## Goal
Transcribe every line of the rows below verbatim, omitting the pictures.

»»

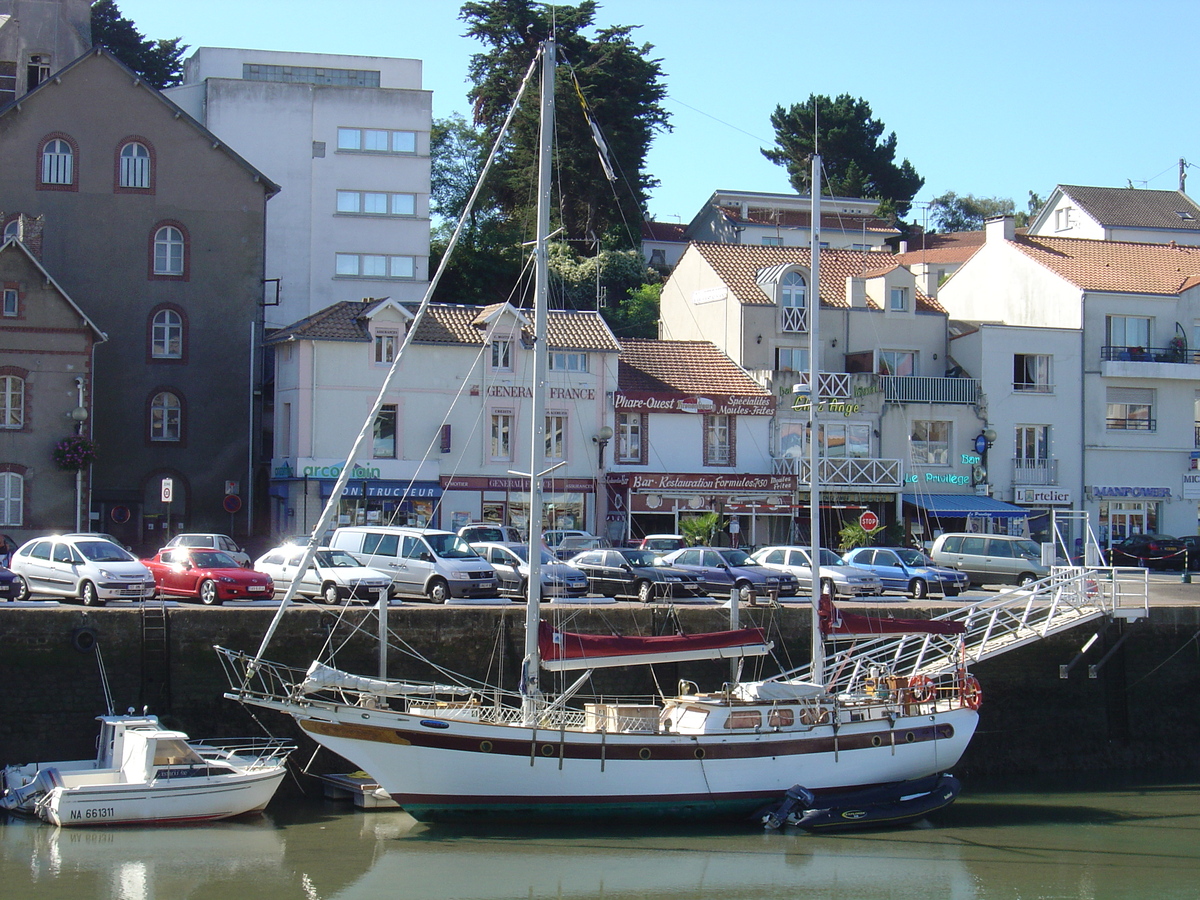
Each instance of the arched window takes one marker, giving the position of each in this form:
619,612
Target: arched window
168,251
167,335
166,417
793,303
58,162
135,166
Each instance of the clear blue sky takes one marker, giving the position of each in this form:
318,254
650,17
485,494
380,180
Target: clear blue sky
991,97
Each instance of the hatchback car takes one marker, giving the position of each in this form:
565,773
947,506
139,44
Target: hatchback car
87,568
511,565
909,571
838,577
723,569
210,576
333,576
615,571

««

## Final result
Each instance of the arched window takes one marker, giving the position of each in this form:
619,612
Target: arched window
168,251
167,335
166,417
793,303
58,162
135,166
Each instance of the clear blue sky takes one marker, giving the position of each in this form:
318,254
650,17
485,494
380,180
Target: clear blue sky
991,97
Each instance of the hatchback car takes one marker, giving the position of each in this form:
565,773
947,506
139,44
Target: hatchback car
87,568
511,565
909,571
838,577
723,569
210,576
333,576
615,571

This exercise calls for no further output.